» WHAT IS NEEDED:
Answer these questions from the text on malpractice lawsuits below:
1. If a jury member is genuinely split 50-50 on whether the defendant acted negligently, what must they do?
2. Which news outlet reported on the birth injury lawsuit?
3. What does the family believe the doctor failed to do?

Distorted views about Chicago medical malpractice lawsuits (and all tort injuries generally) have been traced to media accounts which promote only the cases where the plaintiff wins a large verdict. As we have discussed, while these cases do occur, they are nowhere near the norm. However, because they are the only cases that make any headlines, many community members get the mistaken assumption that plaintiffs always win and that verdicts are always particularly large.
Neither is true
For one thing, the average jury verdict is much smaller than the massive multi-million dollar decisions that often causes outrage. Some cases reach that amount, depending on the specific facts of the situation, but many do not. In addition, plaintiffs do not always win trials. After all, in any case plaintiffs have a higher burden of proof. Therefore if a jury member hears the evidence and is genuinely split 50-50 as to whether the defendant acted negligently, then they are obligated to find no liability. Contrary to what tort reformers would have you believe, trials often result in a verdict for the defendant-it simply depends on the specific of a case and the available evidence.
For example, the TC Palm News reported last week on a birth injury lawsuit that had been filed by a mother on behalf of her son. The suit alleged that the hospital which provided her care during her birth was negligent, leading to a birth injury which caused her son’s permanent disabilities. The family was seeking recover for the three-year old son, who will need close, lifelong care, because the family believes that the doctor did not adequately monitor the mother before she delivered the child via C-section. Tissues in the mother’s reproductive organs tore before the birth, which endangered the life of the child and mother.

» PROVIDED INFORMATION:
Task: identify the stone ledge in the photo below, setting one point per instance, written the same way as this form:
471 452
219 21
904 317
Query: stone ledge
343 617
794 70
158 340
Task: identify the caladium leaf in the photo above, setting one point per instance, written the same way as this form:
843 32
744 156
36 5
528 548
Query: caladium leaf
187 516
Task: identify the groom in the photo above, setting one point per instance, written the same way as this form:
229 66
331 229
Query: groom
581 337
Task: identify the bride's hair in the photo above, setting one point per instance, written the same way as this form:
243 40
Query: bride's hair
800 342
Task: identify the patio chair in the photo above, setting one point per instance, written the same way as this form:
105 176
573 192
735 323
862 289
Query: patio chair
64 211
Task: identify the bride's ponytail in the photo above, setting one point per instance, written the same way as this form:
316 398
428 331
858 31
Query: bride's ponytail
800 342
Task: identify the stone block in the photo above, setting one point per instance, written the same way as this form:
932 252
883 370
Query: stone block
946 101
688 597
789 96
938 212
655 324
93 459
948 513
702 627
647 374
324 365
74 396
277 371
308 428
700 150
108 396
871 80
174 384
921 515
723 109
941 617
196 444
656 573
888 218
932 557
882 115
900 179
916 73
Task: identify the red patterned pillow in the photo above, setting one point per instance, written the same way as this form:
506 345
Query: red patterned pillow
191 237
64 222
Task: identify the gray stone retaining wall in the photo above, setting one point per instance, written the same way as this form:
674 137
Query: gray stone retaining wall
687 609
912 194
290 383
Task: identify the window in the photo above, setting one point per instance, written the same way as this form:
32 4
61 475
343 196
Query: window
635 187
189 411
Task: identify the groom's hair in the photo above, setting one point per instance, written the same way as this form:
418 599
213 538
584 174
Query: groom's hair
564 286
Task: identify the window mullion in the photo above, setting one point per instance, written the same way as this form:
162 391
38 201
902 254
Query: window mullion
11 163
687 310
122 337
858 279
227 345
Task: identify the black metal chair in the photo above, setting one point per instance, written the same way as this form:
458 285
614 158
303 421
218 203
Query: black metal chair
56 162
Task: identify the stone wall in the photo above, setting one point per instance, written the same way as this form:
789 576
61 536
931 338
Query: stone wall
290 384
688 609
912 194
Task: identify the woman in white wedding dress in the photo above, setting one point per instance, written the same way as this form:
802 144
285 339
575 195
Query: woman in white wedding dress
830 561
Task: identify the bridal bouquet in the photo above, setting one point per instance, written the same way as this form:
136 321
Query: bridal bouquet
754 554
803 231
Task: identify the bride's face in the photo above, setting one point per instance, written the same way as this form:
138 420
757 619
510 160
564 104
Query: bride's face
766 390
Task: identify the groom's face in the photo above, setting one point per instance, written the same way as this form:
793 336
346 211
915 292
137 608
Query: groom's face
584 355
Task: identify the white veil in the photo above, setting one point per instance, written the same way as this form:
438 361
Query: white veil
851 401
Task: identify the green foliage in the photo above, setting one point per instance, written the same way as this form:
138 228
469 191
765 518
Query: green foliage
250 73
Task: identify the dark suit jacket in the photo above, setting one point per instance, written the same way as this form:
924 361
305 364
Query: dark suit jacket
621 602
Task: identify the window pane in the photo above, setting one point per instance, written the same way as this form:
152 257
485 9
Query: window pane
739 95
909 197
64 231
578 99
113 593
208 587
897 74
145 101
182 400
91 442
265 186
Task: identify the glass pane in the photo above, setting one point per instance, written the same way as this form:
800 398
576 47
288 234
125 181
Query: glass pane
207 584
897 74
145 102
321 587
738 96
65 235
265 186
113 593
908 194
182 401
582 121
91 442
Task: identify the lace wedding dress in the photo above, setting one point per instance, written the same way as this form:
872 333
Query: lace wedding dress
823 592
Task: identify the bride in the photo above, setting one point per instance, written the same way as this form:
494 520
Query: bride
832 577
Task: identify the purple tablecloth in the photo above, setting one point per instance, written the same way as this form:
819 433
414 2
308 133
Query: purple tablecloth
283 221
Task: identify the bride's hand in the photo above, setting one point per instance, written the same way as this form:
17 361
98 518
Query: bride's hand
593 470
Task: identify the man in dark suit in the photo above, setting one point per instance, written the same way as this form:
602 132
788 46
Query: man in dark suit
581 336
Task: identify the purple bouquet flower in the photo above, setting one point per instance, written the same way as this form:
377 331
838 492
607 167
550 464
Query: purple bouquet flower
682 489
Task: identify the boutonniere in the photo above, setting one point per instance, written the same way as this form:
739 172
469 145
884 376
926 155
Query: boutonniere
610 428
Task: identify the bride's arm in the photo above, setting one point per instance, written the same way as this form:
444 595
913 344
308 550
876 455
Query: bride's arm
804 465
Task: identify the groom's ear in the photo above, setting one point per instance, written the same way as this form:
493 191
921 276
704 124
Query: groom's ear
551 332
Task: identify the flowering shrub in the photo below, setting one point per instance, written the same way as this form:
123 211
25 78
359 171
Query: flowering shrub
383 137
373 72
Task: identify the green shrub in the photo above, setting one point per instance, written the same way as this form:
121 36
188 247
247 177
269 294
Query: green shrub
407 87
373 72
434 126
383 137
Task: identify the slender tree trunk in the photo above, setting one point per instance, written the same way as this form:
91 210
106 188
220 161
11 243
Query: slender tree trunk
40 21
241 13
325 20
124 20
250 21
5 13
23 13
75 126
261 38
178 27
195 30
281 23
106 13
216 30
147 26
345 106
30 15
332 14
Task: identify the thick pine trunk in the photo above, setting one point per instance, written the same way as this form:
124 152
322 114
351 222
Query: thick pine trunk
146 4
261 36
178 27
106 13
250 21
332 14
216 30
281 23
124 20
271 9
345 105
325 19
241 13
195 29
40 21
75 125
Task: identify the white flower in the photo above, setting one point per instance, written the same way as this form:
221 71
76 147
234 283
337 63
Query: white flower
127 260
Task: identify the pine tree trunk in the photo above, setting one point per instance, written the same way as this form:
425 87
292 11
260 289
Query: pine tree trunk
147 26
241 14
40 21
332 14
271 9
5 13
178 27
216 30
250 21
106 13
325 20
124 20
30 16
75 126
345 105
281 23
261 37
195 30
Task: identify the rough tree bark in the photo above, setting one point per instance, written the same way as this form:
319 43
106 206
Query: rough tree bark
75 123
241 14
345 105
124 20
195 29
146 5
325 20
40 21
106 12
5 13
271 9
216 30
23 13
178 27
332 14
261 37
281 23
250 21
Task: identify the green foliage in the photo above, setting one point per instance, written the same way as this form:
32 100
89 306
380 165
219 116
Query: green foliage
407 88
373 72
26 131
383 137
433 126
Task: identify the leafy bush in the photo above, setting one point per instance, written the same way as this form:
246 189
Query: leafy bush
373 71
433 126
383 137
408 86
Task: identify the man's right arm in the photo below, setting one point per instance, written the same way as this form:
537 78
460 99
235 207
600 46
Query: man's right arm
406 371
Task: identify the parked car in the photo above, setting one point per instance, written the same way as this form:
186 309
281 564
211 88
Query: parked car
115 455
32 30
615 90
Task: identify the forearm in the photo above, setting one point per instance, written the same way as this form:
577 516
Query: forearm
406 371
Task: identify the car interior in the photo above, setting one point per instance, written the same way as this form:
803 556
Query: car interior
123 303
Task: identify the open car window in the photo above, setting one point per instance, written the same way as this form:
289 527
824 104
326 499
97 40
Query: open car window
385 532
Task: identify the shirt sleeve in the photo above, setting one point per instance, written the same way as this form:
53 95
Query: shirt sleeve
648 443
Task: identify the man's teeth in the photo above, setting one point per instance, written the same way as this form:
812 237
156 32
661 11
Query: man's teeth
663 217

» RESPONSE FOR THIS EXERCISE:
1. They must find no liability.
2. The TC Palm News.
3. Adequately monitor the mother before she delivered the child via C-section.